Records ::
* START *

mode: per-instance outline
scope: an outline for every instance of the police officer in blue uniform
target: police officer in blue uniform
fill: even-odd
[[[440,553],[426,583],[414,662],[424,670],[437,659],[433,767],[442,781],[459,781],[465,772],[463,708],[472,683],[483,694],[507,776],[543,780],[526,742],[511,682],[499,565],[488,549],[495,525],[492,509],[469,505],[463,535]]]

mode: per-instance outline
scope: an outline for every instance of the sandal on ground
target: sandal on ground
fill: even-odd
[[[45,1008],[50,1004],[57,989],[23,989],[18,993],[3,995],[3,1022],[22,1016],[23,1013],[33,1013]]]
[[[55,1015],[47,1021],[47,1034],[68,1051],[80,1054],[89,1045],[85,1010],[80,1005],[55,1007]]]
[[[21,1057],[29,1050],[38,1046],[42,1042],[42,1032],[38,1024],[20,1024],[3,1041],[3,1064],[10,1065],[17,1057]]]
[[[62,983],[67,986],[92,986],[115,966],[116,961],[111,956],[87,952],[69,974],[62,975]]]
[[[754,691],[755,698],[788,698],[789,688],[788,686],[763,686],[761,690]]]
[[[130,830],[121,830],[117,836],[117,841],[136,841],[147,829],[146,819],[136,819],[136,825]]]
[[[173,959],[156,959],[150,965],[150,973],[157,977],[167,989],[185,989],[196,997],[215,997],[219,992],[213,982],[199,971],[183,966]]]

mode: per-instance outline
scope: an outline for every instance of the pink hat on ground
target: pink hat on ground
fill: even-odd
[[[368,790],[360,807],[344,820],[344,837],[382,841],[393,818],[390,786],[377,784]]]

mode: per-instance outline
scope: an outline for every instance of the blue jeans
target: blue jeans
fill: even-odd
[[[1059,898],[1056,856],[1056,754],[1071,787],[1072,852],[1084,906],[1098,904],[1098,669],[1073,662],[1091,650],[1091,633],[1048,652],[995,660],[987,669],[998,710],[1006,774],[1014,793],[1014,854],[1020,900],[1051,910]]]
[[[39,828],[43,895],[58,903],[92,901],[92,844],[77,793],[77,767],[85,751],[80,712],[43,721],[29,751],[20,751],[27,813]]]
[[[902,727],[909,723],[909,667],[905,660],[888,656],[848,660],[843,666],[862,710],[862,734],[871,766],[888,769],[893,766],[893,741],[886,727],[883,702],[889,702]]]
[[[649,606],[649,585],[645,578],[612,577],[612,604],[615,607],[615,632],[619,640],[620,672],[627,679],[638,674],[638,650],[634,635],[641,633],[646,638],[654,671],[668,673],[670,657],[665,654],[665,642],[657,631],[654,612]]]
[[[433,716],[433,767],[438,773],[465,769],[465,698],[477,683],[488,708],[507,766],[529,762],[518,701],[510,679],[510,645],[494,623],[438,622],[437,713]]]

* END *

Restate each record exactly as written.

The reply ::
mode: per-instance outline
scope: an outline for every instance of the police officer in blue uniform
target: police officer in blue uniform
fill: even-odd
[[[440,553],[426,583],[414,662],[424,670],[437,659],[433,767],[442,781],[459,781],[465,772],[463,708],[472,683],[483,694],[507,776],[543,780],[526,742],[511,682],[499,565],[488,549],[495,525],[492,509],[469,505],[463,535]]]

mode: per-instance outline
scope: an outline for every instance of the sandal on ground
target: sandal on ground
fill: even-odd
[[[45,1008],[50,1004],[57,989],[23,989],[18,993],[3,995],[3,1022],[22,1016],[23,1013],[33,1013]]]
[[[55,1015],[47,1021],[47,1034],[68,1051],[80,1054],[89,1045],[85,1010],[80,1005],[55,1007]]]
[[[21,1057],[29,1050],[38,1046],[42,1042],[42,1032],[38,1024],[20,1024],[3,1041],[3,1064],[10,1065],[17,1057]]]
[[[62,983],[67,986],[92,986],[115,966],[116,961],[111,956],[87,952],[69,974],[62,975]]]
[[[754,691],[755,698],[788,698],[789,688],[788,686],[763,686],[761,690]]]
[[[130,830],[121,830],[117,836],[117,841],[136,841],[147,829],[146,819],[136,819],[136,825]]]
[[[173,959],[156,959],[150,965],[150,973],[157,977],[167,989],[185,989],[196,997],[215,997],[219,992],[213,982],[199,971],[183,966]]]

mode: per-instance outline
scope: an outline for every instance of the pink hat on ground
target: pink hat on ground
fill: even-odd
[[[368,790],[360,807],[344,820],[344,837],[382,841],[393,818],[390,786],[377,784]]]

mode: per-instance outline
scope: an outline for every instance of the blue jeans
target: blue jeans
fill: even-odd
[[[1059,898],[1056,856],[1056,754],[1071,787],[1072,852],[1084,906],[1098,904],[1098,669],[1073,662],[1091,650],[1091,633],[1048,652],[995,660],[987,669],[998,710],[1006,774],[1014,793],[1014,854],[1020,900],[1051,910]]]
[[[39,828],[43,895],[58,903],[92,901],[92,844],[77,793],[77,767],[85,751],[80,712],[43,721],[29,751],[20,751],[27,813]]]
[[[902,727],[909,723],[909,667],[905,660],[888,656],[848,660],[843,666],[862,710],[862,734],[871,766],[888,769],[893,766],[893,741],[886,727],[883,702],[889,702]]]
[[[649,606],[649,585],[645,578],[612,577],[612,604],[615,607],[615,632],[619,640],[620,672],[627,679],[638,674],[638,650],[634,635],[641,633],[646,638],[654,671],[668,673],[670,657],[665,654],[665,642],[657,631],[654,612]]]
[[[433,716],[433,767],[438,773],[465,769],[465,698],[477,683],[488,708],[507,766],[529,762],[518,701],[510,679],[510,645],[494,623],[438,622],[437,713]]]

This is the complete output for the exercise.